Excerpt to read:
==================================================

Command for dumping DDL to script file:
—impdp username/password directory=default tables=test.big1,test.big2,test.big3,test.big4 sqlfile=script_ddl.sql include=constraint,index,grant
a script file is placed in your current directory named “script_ddl.sql”
Once the ddl are dumped just modify the ddl with higher DOP for index creation and enable novalidate on constraints in the script file. Edit the file in vi editor.Split the index, constraint and grant in separate files and run it.
Substitute “noparallel” or “parallel 1” with “parallel 16” on all ddl
The degree of parallel is calculated by total size of objects / filesize
Note1: Degree of parallelism is dependent on the number of cores of CPU on your server.This server has 48 cores.If your server has less cores then you can give ‘parallel 8’
Substitute “enable” to “enable novalidate”
Note2: ‘Enable novalidate’ can be used in case of emergency like business hours for faster import.After constraints are imported without validation,you can ‘enable validate’ leisurely so that there will not be application user complaint.
Eg: ~] vi script_ddl.sql
—set timing on;
—create index "test"."big1_ind" on "test"."big1"("row1","row2","row3" DESC) PCTFREE 10 INITRANS 2 MAXTRANS 255 STORAGE(INITIAL 65536 NEXT 1048576 MINEXTENTS 1 MAXEXTENTS 2147483645 PCTINCREASE 0 FREELISTS 1 FREELIST GROUPS 1 BUFFER_POOL DEFAULT FLASH_CACHE DEFAULT CELL_FLASH_CACHE DEFAULT) TABLESPACE "dev1" parallel 16;
—alter index "test"."big1_ind" parallel 16;
—alter table "test"."big1" add constraint "big1_pk" primary key("row11","row12","row13") using index "test"."big1_ind" enable novalidate;
use “sqlplus” to import the constraints and indexes
—nohup sqlplus username/password@script_ddl.sql
Time taken to import without constraints and indexes:
22-DEC-18 22:10:33.991: Job “SYSTEM”.”SYS_IMPORT_TABLE_02″ successfully completed at Thu Dec 22 22:10:33 2018 elapsed 0 00:48:04
Time until index and constraint validated:
Table data without metadata like constraints and indexes get import faster.
Major time spent on validating constraints and importing indexes. we reduce the time by not validating the constraints and creating index with parallelism.
index altered
elapsed time: 06:30:00 hours
For faster import,we can enable novalidate to import first and then we can validate constraint.
After the process, validate constraints by replacing “enable validate” on the script_ddl.sql file if there are performance issues.
This approach saved 9 hours from the previous method.
2)Again do the import process by firing the import parallely for four tables with four putty sessions at the same time.Follow the same process 1) but split the tables.
impdp tables=big1
impdp tables=big2
impdp tables=big3
impdp tables=big4
this approach reduced 30 mins from previous method.
elapsed time: 06:01:00 hours
The methods shown are tested in a different environment.The performance varies based on the configuration of the system.There is no guarantee of speed.Please test it in POC before refreshing in production or development.
THANK YOU !! Hope you enjoyed the post

==================================================

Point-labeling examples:
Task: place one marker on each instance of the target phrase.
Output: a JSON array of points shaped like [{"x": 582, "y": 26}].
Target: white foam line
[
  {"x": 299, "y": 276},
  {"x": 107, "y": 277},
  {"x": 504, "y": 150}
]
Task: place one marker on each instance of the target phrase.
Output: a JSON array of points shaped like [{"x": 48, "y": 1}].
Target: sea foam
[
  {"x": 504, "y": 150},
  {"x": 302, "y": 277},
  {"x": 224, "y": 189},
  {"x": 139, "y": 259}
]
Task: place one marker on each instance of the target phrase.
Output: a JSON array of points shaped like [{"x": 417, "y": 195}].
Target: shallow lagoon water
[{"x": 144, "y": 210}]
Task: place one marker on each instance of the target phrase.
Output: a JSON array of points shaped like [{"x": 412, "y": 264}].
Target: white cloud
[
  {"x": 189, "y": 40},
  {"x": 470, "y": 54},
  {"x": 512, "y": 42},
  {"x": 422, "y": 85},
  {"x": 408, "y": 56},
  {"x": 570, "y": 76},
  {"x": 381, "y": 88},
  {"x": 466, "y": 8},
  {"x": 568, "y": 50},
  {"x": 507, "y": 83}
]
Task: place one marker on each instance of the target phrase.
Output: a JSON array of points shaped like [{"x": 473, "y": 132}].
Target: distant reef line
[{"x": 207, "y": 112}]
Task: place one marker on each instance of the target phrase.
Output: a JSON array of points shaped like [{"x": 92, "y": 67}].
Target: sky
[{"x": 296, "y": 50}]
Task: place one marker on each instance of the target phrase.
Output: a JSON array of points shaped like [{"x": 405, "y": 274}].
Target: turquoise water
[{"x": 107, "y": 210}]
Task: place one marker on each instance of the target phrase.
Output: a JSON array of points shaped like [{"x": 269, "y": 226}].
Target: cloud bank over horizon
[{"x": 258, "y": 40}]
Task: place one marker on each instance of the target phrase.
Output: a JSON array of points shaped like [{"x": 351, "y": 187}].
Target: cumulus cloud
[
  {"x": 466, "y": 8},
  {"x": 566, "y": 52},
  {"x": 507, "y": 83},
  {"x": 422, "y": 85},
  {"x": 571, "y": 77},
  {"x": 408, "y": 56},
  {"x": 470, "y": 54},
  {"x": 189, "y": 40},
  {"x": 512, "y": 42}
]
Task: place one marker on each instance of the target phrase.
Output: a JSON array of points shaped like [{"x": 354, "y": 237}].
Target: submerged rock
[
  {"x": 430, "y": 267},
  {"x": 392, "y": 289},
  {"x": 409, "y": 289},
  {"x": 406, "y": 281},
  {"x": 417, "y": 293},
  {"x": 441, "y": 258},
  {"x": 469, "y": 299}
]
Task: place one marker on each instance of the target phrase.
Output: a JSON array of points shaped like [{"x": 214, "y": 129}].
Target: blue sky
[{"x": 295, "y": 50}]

==================================================

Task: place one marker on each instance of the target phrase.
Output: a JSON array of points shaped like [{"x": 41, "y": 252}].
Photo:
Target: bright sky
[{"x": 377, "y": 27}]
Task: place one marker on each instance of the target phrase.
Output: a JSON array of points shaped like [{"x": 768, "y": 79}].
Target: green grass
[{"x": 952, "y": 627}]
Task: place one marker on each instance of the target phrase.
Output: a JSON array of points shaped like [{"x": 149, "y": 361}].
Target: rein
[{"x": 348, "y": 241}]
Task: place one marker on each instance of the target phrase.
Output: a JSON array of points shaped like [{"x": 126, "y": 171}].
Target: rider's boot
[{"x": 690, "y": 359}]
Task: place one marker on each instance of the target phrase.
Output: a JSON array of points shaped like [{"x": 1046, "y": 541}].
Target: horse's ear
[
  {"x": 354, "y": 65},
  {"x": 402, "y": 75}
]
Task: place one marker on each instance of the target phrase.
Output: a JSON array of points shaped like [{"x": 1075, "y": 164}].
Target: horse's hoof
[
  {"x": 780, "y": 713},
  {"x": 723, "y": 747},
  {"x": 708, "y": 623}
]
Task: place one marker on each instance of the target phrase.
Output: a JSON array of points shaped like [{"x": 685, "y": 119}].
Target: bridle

==================================================

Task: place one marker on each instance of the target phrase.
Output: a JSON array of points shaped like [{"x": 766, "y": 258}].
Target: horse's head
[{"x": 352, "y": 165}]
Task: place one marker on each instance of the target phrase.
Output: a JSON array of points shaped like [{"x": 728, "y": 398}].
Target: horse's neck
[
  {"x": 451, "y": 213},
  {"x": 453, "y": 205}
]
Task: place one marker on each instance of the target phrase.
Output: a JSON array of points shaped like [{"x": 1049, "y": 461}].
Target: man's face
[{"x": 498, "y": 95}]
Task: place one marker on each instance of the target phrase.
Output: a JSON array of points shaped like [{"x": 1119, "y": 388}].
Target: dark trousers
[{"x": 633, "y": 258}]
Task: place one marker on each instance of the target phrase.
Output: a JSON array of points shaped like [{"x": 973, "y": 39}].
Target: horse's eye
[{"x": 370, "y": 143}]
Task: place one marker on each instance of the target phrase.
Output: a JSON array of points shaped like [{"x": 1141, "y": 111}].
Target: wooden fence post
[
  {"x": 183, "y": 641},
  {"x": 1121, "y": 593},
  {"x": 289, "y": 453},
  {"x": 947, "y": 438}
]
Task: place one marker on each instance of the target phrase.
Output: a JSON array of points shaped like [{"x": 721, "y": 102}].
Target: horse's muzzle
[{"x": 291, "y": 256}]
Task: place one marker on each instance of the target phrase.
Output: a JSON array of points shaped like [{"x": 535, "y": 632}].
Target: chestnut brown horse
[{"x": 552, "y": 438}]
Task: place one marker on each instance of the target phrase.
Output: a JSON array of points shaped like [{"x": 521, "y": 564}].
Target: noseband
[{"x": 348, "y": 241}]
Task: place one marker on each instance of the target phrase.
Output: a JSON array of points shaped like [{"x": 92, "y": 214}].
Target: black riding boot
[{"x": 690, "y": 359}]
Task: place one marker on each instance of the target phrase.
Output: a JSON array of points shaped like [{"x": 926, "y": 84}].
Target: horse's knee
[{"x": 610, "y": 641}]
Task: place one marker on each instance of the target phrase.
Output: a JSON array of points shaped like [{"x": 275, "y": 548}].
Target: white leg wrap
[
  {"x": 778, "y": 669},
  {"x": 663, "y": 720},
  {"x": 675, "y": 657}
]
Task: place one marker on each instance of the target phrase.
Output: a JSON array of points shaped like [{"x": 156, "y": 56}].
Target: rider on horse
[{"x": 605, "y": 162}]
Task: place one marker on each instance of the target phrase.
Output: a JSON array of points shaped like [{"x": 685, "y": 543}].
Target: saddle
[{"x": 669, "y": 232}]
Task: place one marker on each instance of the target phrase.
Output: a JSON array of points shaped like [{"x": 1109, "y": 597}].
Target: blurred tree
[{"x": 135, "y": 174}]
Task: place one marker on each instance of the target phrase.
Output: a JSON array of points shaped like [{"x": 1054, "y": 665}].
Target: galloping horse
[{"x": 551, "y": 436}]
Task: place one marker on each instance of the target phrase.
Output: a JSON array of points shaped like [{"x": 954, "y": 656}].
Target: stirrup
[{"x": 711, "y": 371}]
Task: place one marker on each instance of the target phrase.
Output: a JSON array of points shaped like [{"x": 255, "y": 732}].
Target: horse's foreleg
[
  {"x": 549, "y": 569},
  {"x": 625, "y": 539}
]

==================================================

Given problem A:
According to the Oracle import excerpt, how many cores does the server have?
Given problem B:
Collect every line of the records that contains the string "foam", treating case as significant.
The Oracle import excerpt and the records were drawn from different sources.

Written answer A:
48 cores.

Written answer B:
Target: white foam line
Target: sea foam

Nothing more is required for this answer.